# [Work instruction]
Restate the records so that not a single word differs.

# [Saved entries]
---+---
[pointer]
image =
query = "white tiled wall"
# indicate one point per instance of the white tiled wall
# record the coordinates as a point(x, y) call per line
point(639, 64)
---+---
# [Result of this task]
[pointer]
image =
query = "white tiled wall"
# indicate one point per instance of the white tiled wall
# record the coordinates as a point(x, y) call per line
point(639, 64)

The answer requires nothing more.